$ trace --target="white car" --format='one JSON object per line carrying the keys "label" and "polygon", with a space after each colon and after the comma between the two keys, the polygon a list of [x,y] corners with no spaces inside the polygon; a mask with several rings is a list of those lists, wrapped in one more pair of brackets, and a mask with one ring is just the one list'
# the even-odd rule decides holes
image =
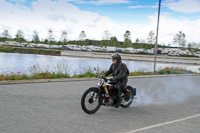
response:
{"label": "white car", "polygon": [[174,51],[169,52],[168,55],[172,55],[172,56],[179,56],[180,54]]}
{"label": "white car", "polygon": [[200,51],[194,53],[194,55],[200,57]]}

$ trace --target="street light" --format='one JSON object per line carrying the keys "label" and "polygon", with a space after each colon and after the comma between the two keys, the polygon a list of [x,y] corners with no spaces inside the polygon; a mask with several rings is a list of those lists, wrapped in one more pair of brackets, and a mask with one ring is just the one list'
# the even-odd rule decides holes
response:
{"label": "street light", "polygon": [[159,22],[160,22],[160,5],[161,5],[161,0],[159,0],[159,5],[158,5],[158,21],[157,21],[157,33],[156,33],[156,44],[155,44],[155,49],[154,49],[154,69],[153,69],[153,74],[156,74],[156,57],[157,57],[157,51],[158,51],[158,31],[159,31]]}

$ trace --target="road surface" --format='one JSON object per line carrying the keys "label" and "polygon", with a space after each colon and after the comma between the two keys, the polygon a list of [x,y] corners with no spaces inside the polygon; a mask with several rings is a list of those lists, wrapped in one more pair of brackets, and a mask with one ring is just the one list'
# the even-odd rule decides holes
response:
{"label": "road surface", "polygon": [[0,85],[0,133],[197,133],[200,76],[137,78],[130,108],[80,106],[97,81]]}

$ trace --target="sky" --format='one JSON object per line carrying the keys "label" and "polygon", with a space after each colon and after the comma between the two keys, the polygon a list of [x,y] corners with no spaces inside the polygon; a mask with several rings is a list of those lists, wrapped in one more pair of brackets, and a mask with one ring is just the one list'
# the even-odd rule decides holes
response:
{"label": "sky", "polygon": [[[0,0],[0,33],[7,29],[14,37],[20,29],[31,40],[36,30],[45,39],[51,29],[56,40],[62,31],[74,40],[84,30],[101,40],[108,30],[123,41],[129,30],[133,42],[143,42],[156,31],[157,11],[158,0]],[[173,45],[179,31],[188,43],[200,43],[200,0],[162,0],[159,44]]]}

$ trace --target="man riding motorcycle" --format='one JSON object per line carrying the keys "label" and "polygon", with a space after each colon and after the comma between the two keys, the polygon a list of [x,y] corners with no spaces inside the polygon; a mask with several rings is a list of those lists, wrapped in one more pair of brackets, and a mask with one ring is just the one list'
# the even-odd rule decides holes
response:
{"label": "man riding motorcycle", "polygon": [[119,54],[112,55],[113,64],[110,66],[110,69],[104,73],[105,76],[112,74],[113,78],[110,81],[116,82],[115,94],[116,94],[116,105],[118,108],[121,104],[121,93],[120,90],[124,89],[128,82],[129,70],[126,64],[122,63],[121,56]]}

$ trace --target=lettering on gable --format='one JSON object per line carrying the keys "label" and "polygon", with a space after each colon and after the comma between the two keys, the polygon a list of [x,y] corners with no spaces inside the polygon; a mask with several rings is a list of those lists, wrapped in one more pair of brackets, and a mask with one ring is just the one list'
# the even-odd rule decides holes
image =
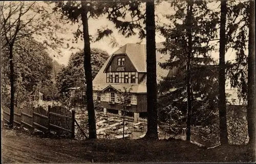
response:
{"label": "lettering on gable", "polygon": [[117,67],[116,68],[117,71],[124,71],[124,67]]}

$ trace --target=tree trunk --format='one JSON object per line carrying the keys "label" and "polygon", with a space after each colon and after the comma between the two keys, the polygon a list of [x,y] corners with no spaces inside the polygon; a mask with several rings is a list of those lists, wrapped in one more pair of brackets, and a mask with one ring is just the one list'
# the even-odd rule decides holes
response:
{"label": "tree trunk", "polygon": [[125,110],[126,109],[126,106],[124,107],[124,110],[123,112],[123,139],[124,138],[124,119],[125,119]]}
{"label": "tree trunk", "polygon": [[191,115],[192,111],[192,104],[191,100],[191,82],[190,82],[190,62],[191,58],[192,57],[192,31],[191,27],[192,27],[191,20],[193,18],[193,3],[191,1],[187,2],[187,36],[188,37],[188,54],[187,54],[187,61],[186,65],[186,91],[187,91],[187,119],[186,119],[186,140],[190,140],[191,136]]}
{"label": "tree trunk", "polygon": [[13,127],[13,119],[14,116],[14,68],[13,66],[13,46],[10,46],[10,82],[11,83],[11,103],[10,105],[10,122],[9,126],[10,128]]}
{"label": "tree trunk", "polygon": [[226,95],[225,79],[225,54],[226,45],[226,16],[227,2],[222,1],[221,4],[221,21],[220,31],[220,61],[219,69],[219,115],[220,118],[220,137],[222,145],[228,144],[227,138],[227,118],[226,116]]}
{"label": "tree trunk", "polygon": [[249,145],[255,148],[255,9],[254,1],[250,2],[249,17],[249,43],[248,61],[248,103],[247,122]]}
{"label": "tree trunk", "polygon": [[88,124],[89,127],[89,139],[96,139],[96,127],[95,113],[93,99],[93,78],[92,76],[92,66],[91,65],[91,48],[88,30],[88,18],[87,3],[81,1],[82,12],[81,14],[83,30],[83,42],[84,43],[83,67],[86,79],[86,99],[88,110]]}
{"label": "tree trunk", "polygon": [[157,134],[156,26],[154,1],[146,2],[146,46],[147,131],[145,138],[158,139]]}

* * *

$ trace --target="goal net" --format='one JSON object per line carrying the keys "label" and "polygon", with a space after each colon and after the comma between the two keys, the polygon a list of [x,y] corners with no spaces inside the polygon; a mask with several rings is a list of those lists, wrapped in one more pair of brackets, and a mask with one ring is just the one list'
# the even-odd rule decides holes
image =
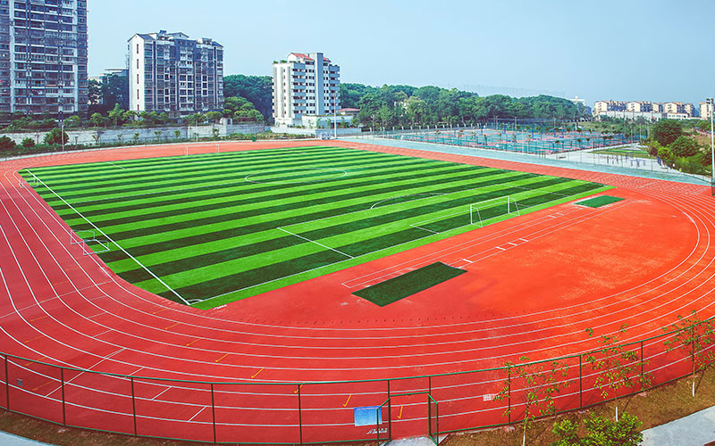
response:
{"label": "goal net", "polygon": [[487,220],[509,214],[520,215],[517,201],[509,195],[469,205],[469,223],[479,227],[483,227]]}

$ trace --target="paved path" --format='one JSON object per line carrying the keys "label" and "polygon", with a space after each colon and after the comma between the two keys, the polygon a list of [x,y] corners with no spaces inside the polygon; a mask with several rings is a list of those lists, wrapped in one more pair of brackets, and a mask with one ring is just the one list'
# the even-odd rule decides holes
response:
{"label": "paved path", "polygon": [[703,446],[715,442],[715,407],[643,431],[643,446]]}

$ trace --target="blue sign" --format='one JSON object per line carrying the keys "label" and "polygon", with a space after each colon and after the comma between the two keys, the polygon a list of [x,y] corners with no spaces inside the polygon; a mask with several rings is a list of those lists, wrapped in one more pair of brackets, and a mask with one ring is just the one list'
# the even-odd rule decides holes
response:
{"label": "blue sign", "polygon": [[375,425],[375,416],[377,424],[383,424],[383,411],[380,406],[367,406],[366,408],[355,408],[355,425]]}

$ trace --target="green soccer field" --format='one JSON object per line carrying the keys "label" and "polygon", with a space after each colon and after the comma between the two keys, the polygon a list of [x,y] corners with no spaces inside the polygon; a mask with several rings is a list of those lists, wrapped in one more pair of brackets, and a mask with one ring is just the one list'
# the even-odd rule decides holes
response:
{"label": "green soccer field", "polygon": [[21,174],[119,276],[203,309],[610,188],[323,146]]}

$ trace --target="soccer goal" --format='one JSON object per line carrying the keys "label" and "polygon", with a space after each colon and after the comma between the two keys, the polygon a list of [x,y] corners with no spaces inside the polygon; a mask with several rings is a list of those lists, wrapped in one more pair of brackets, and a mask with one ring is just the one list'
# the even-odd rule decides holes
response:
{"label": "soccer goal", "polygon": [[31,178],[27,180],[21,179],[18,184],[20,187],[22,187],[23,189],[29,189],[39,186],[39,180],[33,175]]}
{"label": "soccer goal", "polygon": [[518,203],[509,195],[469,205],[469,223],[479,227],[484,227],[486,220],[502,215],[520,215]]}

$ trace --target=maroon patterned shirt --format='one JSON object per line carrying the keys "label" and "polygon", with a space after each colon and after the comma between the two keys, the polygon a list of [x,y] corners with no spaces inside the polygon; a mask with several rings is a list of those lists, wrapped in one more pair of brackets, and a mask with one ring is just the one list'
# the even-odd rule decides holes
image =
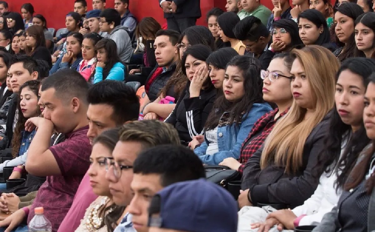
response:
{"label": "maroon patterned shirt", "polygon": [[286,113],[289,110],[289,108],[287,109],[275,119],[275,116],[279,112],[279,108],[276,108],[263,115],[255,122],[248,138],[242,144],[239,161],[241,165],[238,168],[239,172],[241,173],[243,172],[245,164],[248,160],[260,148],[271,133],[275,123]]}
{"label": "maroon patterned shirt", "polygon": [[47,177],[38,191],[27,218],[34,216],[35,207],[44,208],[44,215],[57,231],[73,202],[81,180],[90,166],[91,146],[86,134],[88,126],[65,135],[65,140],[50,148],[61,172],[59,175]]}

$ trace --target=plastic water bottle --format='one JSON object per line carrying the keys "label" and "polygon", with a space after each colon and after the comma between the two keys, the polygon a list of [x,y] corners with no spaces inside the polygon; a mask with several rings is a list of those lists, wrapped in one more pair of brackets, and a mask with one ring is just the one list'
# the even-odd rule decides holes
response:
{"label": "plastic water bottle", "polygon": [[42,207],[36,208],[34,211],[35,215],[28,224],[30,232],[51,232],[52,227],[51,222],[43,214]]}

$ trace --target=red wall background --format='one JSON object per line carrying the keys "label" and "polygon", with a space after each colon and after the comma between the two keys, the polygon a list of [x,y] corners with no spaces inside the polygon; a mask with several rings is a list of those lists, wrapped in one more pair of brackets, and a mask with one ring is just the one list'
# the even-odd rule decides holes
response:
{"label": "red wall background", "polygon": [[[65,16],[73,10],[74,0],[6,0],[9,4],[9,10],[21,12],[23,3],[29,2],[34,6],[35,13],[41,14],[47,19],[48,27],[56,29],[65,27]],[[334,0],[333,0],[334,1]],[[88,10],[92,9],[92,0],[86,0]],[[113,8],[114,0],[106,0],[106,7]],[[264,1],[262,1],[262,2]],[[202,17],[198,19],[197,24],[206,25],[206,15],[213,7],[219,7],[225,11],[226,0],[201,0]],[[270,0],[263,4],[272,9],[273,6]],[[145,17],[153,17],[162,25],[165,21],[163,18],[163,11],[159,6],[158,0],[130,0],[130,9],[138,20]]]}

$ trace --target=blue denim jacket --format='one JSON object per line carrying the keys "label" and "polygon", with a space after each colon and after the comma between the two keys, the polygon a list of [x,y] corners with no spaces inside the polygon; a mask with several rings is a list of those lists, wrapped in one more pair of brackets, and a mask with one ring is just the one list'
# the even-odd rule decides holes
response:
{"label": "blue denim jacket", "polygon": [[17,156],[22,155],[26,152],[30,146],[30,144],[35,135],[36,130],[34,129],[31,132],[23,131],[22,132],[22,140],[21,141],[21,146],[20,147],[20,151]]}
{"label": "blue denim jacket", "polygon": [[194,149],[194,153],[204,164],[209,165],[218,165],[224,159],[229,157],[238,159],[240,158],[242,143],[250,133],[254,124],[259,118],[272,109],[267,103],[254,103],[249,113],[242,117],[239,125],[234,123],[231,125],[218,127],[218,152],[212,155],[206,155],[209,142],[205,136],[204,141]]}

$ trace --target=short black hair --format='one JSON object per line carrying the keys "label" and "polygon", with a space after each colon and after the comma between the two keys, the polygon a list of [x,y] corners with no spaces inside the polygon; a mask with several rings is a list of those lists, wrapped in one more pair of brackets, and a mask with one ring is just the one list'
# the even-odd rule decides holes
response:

### Exercise prompt
Extract every line of the listing above that contains the string "maroon", and treat case as significant.

### Full answer
$ trace --target=maroon patterned shirt --format='one JSON object per line carrying the keys "label" and "polygon", with a space after each colon and after the comma between the two keys, the polygon a list of [x,y] corners with no spaces inside the polygon; a mask with several rings is a list of those lists, wrapped in one more pair of brackets, and a mask with one ring is just the one list'
{"label": "maroon patterned shirt", "polygon": [[286,113],[289,110],[289,108],[287,109],[275,119],[275,116],[279,112],[279,108],[276,108],[263,115],[255,122],[248,138],[242,144],[239,161],[241,165],[238,168],[239,172],[241,173],[243,172],[245,164],[248,160],[260,148],[271,133],[275,123]]}
{"label": "maroon patterned shirt", "polygon": [[47,177],[38,191],[27,218],[34,216],[35,207],[44,208],[44,215],[57,231],[73,202],[81,180],[90,166],[91,146],[86,134],[88,126],[65,135],[65,140],[50,148],[61,172],[59,175]]}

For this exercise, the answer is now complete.